To be done:
Reproduce the listing below without changes, except that pictures are left out.

* * *

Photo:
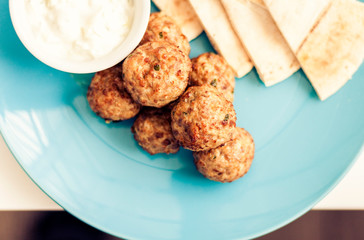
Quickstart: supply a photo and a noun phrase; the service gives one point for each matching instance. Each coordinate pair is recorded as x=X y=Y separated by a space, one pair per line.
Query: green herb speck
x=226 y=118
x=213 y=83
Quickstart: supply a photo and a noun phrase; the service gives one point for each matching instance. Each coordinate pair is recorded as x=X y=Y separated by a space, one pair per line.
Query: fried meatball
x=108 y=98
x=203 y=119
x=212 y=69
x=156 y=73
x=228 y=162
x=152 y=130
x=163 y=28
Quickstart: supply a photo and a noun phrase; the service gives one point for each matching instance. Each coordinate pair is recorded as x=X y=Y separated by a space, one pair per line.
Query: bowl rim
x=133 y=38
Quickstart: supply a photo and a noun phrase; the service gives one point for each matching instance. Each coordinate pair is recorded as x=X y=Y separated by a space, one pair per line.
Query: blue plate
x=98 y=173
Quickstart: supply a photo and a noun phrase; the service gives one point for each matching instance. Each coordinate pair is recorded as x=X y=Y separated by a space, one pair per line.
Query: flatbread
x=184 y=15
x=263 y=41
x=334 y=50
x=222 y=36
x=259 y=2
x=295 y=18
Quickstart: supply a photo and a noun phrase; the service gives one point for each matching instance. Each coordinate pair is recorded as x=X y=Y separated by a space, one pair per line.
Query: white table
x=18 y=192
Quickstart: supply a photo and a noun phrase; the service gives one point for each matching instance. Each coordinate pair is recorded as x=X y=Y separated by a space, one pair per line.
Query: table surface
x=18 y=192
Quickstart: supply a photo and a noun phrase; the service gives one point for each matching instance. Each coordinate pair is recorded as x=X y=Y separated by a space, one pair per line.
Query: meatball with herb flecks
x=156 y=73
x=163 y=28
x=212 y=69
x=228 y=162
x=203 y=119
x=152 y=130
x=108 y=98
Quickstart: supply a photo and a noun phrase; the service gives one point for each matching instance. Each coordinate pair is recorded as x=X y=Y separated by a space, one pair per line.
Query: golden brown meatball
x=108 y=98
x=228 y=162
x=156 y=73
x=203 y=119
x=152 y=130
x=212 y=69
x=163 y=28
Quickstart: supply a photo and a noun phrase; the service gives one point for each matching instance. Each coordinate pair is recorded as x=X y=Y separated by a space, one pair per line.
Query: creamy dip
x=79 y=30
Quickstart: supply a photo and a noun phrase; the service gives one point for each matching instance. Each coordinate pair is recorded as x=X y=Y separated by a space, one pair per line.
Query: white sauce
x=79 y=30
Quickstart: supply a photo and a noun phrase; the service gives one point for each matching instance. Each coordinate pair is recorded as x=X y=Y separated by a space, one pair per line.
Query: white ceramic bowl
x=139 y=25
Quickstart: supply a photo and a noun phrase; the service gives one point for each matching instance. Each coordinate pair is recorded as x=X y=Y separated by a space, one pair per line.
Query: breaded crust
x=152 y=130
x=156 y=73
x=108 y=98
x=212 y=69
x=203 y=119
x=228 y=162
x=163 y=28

* * *

Response to this task:
Photo:
Quickstart: supply a photo and a noun phrase; the service gives one point for each matching instance. Each coordinate pair is recorded as x=X y=Y separated by a space, one pair per line.
Query: green herb speck
x=226 y=118
x=213 y=83
Quickstart: supply a photo and a noun phrase; the service gives one point for each matching instance. Each coordinate pair is recorded as x=X y=Y separated by a space, one pair per line.
Query: fried meatball
x=108 y=98
x=203 y=119
x=212 y=69
x=156 y=73
x=228 y=162
x=152 y=130
x=163 y=28
Quickstart: supply a photo and a noun phrase; the service gives one point for each matching instance. Each coordinate pair is recorded as x=X y=Y separated by a space, one pair per line.
Query: bowl rim
x=133 y=38
Quickstart: supply a photo and a noun phrase; the service gives one point for each matching instance. Each coordinate pair is recorded as x=X y=Y separated by a space, one pair per line.
Query: blue plate
x=98 y=173
Quickstart: supply a photo and a noun phrase; the service gives one point for each matching instance. Each coordinate pair is recorded as x=X y=Y separated by a space, one pair per line.
Query: flatbread
x=184 y=15
x=263 y=41
x=334 y=50
x=222 y=36
x=259 y=2
x=295 y=18
Quickstart: supply a photo and a noun phrase; the service gives one point for each matching instance. Each coordinate pair is recorded as x=X y=Y separated by a space, one pair per line.
Query: white table
x=18 y=192
Quickstart: supply a photo and a noun phrase; the service gives one point for each matching instance. Each coordinate pair is recorded as x=X y=Y separated by a space, one pair per line.
Query: table surface
x=18 y=192
Quickstart: supply a photo and a noun phrase; the service gives one point for each matching instance. Each coordinate pair is recorded as x=X y=Y separated by a space, one pair per line.
Query: meatball with herb flecks
x=156 y=73
x=163 y=28
x=212 y=69
x=228 y=162
x=203 y=119
x=152 y=130
x=108 y=98
Quickstart: supply a photo and a noun phrase; the service gives one point for each matching instance. Each coordinate pair is recorded as x=X y=Y separated by a space, one pair per line.
Query: golden brown meatball
x=108 y=98
x=228 y=162
x=156 y=73
x=203 y=119
x=152 y=130
x=212 y=69
x=163 y=28
Quickstart: supply a photo and a noun phrase; the service gives one point for each matching instance. Each coordinate pair is recorded as x=X y=Y separated by a space, one pair per line.
Query: creamy dip
x=79 y=30
Quickstart: supply a photo and a noun phrase; the service gives one point for each matching instance. Each coordinate pair is recorded as x=X y=Y separated by a space, one pair per line.
Query: white sauce
x=79 y=30
Quickstart: supply a photo and a noun phrase; the service gives one point for each matching instance. Each coordinate pair is recorded as x=X y=Y separated by a space, one pair per line.
Query: white ceramic bowl
x=139 y=25
Quickstart: supply a photo and a noun phrase; the service gives one point for each matching instance. Each coordinate pair is recorded as x=X y=Y separated by a space, one pair per line.
Query: breaded crust
x=152 y=130
x=156 y=73
x=108 y=98
x=212 y=69
x=203 y=119
x=228 y=162
x=163 y=28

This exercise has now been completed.